*Required work*
Please write out the listing below word for word, from its first line down to and including the line containing "x=615 y=107".

━━ Supplied records

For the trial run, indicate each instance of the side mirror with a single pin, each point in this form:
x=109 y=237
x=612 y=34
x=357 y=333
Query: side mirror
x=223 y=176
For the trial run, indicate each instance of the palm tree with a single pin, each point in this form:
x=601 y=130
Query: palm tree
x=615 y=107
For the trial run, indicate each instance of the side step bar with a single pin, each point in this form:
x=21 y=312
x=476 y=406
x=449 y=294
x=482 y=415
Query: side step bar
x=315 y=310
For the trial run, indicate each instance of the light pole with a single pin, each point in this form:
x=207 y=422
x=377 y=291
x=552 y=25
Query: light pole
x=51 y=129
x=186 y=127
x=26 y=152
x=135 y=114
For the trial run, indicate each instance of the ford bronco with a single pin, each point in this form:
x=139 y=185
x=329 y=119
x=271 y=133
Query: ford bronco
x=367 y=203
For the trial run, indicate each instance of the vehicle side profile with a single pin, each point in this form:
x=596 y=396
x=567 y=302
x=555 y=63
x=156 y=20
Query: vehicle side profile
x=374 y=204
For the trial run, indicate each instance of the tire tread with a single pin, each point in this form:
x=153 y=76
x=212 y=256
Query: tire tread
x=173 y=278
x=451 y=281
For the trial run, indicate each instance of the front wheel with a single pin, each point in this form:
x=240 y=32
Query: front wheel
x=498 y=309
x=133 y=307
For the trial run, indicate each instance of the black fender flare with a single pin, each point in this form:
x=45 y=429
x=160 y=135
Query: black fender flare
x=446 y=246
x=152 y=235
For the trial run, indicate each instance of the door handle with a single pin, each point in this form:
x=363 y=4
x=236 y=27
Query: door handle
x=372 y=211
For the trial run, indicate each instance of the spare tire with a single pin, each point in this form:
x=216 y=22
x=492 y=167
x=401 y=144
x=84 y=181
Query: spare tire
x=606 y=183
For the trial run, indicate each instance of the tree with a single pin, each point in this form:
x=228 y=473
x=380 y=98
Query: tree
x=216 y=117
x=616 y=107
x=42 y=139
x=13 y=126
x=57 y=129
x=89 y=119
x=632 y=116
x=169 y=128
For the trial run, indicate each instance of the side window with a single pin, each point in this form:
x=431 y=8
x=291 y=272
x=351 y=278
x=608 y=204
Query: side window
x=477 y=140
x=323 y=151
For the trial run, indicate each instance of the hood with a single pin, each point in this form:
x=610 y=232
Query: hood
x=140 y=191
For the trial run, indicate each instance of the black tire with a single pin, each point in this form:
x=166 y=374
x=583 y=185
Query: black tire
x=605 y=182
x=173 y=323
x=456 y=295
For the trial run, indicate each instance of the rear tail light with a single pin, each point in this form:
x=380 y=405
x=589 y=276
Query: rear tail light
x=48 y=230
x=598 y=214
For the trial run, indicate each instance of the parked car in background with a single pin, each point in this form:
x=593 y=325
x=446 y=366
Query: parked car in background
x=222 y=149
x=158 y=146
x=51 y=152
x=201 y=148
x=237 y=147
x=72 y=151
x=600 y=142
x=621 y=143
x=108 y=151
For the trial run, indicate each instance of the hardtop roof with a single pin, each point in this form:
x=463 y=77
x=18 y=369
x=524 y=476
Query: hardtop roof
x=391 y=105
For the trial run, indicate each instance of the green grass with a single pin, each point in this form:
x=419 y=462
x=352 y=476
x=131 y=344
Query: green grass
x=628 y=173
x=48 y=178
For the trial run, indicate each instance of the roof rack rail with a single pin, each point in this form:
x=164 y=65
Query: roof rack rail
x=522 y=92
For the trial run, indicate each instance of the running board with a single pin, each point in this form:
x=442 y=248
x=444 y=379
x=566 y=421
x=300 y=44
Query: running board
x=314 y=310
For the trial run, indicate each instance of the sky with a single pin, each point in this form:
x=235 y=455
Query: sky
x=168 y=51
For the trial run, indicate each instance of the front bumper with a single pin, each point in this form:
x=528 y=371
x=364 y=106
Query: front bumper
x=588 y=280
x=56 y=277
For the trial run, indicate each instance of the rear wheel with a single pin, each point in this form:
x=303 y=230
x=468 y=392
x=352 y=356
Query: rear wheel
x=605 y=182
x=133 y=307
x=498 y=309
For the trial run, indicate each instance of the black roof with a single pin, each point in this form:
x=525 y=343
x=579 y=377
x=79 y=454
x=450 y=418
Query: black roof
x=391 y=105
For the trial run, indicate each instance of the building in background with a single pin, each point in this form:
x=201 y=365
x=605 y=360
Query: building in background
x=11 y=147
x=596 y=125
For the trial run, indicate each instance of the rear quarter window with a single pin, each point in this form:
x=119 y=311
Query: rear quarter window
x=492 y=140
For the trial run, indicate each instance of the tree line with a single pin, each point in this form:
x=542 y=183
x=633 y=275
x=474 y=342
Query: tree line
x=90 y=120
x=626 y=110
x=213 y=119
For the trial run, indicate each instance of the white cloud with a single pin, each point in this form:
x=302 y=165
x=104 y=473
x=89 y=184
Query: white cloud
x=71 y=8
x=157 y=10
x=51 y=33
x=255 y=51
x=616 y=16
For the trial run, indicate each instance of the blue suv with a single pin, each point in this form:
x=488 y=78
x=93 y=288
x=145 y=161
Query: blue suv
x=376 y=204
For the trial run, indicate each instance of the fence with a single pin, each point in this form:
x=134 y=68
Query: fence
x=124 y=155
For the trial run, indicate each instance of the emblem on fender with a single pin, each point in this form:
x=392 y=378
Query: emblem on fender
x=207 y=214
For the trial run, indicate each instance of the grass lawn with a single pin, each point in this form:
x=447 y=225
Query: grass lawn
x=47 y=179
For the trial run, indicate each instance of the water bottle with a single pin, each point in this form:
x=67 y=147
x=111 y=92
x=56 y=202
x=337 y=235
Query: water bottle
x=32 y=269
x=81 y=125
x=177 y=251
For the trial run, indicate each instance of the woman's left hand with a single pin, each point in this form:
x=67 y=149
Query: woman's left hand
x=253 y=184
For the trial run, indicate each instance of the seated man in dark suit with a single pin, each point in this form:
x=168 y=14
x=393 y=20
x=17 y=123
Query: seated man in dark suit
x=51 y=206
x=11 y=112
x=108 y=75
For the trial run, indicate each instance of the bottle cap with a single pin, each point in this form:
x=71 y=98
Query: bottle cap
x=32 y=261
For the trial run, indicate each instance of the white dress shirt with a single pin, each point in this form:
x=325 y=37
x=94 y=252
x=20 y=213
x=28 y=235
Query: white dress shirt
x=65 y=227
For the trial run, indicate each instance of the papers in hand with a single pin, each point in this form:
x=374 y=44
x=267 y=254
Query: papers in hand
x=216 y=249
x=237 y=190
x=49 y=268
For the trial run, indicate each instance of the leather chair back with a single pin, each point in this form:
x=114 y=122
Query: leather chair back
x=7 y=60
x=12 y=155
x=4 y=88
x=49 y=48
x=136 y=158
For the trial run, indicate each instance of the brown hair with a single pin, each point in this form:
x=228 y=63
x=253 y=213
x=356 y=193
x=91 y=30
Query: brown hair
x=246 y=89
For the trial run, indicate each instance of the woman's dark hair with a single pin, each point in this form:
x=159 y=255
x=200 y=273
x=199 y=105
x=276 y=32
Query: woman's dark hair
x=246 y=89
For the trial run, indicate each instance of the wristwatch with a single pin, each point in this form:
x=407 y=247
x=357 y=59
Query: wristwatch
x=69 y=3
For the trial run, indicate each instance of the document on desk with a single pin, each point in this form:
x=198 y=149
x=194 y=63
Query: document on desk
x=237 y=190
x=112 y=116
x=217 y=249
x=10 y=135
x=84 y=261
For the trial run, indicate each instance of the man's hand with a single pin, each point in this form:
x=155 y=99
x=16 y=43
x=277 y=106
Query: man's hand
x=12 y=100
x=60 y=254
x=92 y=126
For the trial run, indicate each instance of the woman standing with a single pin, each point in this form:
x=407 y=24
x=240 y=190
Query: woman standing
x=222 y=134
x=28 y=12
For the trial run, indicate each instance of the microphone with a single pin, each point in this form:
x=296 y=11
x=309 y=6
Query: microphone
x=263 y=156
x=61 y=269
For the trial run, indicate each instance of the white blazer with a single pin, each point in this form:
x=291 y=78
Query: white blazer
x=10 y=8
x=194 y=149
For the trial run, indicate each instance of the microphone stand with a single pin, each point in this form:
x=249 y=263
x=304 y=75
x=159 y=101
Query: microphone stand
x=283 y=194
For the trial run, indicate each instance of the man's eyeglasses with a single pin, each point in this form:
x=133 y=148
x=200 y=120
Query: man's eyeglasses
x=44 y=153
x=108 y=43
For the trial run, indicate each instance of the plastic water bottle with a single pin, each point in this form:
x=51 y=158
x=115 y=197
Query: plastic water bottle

━━━━

*Answer to this problem*
For the trial run, indicate each instance of the side mirror with a single pin, each point in this form:
x=109 y=237
x=612 y=34
x=357 y=333
Query: side mirror
x=223 y=176
For the trial run, indicate each instance of the palm tree with a single pin, each point in this form:
x=601 y=130
Query: palm tree
x=615 y=107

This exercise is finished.